» **Excerpt**:
Okay, it’s summer.
We aren’t supposed to be sitting at our laptops blogging all the time, are we?
We’re supposed to be out laughing and eating pie and riding in the car with the top down singing at the tops of our lungs.

So, if you’re in need of a laugh–watch this. Just be warned: do NOT have liquid or food anywhere near your mouth when you watch it. (And you might want to empty your bladder first.) Just sayin’.

I am sorry to have to tell you a sad story about pie. I know you have your own troubles, and you don’t need to worry about pie.

But we all need to band together to stop the declines wherever we find them.

Here’s the thing: last week I had to drive out to Essex along the shoreline to do an interview with a woman who had redone her house. I am fine with people redoing their houses. I can stand around and look at celery green walls and new wallpaper swatches with the best of them, and then crawl home to my mismatched dishes and old Turkish rug that lives in the kitchen because it can’t go anywhere else…and never again think about what color my walls SHOULD be, unless I get in one of those moods.

But I was excited because…because…well, to drive to Essex means that you get to go through Old Saybrook, which is the home of a tiny little farmstand right out of the 1940’s. I swear, this place has vegetables that just call out your name, they are so fresh and round and plump and delicious. But best of all, while you’re there, you start to sniff the air and by god, you’re right, it’s the unmistakable fragrance of…PIE!

And in the back of this falling-down little farmstand, a woman in an apron is manning a rickety little oven running on extension cords, an oven that couldn’t possibly hold more than two pies at a time, and she’s pulling them out of the oven, so golden brown and crusted with sugar…and OH MY GOD YOU HAVE TO GIVE ME ONE OF THOSE PIES I WILL DO ANYTHING YOU SAY ONLY GIVE ME THAT PIE.

If it’s early in the morning, chances are you can actually have one of those pies. It’s blueberry and she just made it, and it’s still warm in its little pan, and it’s all you can do not to just sit in the car and eat it over the steering wheel.

Believe me, all summer there have been mornings when I have awakened and thought: OK, should I jump out of bed and drive 25 miles with gas being $4.39 a gallon just to see if I’m early enough for one of the fresh blueberry pies, or should I go to the gym and then come home and write my novel and behave like a responsible citizen?

I am ashamed to tell you that I have always chosen Box Number Two, and so I have had no pie. THAT is how overdeveloped my sense of responsibility has become lately. A tragic turn of events.

But then! Then! I get to legitimately drive to Essex, on account of work and all, and yes, it’s a little bit early, but not really, really early but maybe the fates will smile on me, and I will get a pie.  I am salivating as I head out of the house.

And yes–the farmstand is still there. Young boys in jeans are dropping off piles of corn on the cob into a wooden bin. Fat, red tomatoes with no diseases are glistening in the sun. And omigod, I ask the young woman behind the counter if she has any blueberry pie left, and she gives me a funny look and says, “Sure.”

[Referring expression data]

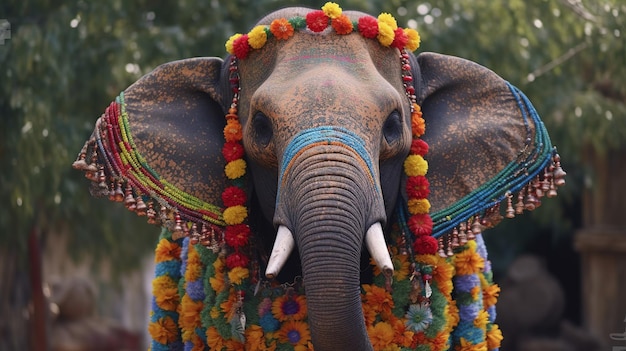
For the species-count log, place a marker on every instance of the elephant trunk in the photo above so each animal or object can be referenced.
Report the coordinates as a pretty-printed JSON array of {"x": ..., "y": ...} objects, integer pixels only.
[{"x": 329, "y": 201}]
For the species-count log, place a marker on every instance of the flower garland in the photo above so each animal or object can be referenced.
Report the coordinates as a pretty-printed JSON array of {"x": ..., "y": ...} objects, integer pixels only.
[
  {"x": 384, "y": 28},
  {"x": 164, "y": 317}
]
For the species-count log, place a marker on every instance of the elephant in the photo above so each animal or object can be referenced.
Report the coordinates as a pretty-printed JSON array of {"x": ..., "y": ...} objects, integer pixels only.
[{"x": 323, "y": 187}]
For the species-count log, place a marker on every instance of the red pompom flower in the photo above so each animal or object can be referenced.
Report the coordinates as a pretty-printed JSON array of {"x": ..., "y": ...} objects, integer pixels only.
[
  {"x": 419, "y": 147},
  {"x": 368, "y": 26},
  {"x": 420, "y": 224},
  {"x": 417, "y": 187},
  {"x": 317, "y": 20},
  {"x": 342, "y": 25},
  {"x": 241, "y": 48},
  {"x": 425, "y": 245}
]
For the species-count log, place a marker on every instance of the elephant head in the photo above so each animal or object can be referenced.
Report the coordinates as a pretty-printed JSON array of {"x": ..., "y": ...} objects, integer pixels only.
[{"x": 319, "y": 153}]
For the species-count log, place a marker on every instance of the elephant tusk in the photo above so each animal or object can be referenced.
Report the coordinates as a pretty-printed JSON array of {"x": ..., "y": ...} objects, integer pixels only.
[
  {"x": 283, "y": 246},
  {"x": 375, "y": 242}
]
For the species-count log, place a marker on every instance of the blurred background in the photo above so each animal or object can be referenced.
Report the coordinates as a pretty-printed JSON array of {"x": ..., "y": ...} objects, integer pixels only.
[{"x": 75, "y": 271}]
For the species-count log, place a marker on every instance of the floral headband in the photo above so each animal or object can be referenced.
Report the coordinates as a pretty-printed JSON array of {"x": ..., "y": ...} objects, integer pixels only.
[{"x": 384, "y": 28}]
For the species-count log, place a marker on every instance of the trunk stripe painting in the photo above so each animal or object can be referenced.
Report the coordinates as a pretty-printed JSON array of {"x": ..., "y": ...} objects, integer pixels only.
[{"x": 213, "y": 151}]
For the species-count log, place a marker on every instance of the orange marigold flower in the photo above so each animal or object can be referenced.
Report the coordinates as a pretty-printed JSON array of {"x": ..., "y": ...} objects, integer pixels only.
[
  {"x": 468, "y": 346},
  {"x": 237, "y": 275},
  {"x": 289, "y": 307},
  {"x": 166, "y": 251},
  {"x": 294, "y": 332},
  {"x": 228, "y": 306},
  {"x": 482, "y": 319},
  {"x": 167, "y": 299},
  {"x": 342, "y": 25},
  {"x": 385, "y": 33},
  {"x": 190, "y": 313},
  {"x": 164, "y": 330},
  {"x": 332, "y": 10},
  {"x": 381, "y": 335},
  {"x": 468, "y": 262},
  {"x": 490, "y": 295},
  {"x": 255, "y": 340},
  {"x": 214, "y": 339},
  {"x": 281, "y": 28}
]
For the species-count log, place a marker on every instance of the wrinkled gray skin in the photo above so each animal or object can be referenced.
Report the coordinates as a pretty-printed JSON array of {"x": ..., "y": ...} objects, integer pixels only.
[{"x": 326, "y": 194}]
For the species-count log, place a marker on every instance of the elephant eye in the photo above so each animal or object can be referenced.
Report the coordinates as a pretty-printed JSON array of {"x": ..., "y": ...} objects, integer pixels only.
[
  {"x": 262, "y": 129},
  {"x": 392, "y": 129}
]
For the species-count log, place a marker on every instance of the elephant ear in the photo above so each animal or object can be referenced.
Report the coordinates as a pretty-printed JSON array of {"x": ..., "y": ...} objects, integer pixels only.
[
  {"x": 487, "y": 145},
  {"x": 158, "y": 147}
]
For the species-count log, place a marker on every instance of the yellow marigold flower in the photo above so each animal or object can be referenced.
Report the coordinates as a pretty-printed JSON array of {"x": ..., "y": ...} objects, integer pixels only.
[
  {"x": 414, "y": 39},
  {"x": 385, "y": 34},
  {"x": 388, "y": 19},
  {"x": 235, "y": 169},
  {"x": 490, "y": 295},
  {"x": 418, "y": 206},
  {"x": 163, "y": 282},
  {"x": 228, "y": 306},
  {"x": 415, "y": 165},
  {"x": 257, "y": 37},
  {"x": 255, "y": 340},
  {"x": 418, "y": 124},
  {"x": 481, "y": 320},
  {"x": 166, "y": 251},
  {"x": 381, "y": 335},
  {"x": 237, "y": 275},
  {"x": 468, "y": 262},
  {"x": 235, "y": 214},
  {"x": 332, "y": 10},
  {"x": 214, "y": 339},
  {"x": 163, "y": 330},
  {"x": 494, "y": 337},
  {"x": 229, "y": 43}
]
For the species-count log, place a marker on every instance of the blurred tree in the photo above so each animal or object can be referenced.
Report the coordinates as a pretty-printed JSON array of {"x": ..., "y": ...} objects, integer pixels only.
[{"x": 64, "y": 61}]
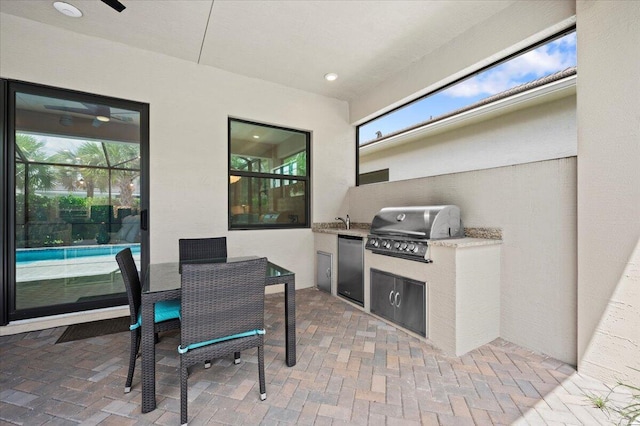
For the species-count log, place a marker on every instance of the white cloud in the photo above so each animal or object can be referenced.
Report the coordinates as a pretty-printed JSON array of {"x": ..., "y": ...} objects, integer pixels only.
[{"x": 552, "y": 57}]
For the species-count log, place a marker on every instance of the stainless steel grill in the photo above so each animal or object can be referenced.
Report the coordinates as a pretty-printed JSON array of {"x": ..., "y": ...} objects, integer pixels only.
[{"x": 405, "y": 231}]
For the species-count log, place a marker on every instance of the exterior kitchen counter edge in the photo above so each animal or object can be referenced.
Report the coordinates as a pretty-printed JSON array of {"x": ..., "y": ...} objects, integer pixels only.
[{"x": 362, "y": 230}]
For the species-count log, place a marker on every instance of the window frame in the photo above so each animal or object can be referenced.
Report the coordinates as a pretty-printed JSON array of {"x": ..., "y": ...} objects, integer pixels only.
[
  {"x": 269, "y": 175},
  {"x": 444, "y": 87}
]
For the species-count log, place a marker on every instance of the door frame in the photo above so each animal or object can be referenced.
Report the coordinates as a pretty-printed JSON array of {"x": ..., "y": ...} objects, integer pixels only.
[{"x": 9, "y": 87}]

» **Exercise brief**: Rewrite the section of the blog post about pie that begins with "So, if you’re" and ends with "we find them.", swapping "laugh" for "chuckle".

» **Result**:
So, if you’re in need of a chuckle–watch this. Just be warned: do NOT have liquid or food anywhere near your mouth when you watch it. (And you might want to empty your bladder first.) Just sayin’.

I am sorry to have to tell you a sad story about pie. I know you have your own troubles, and you don’t need to worry about pie.

But we all need to band together to stop the declines wherever we find them.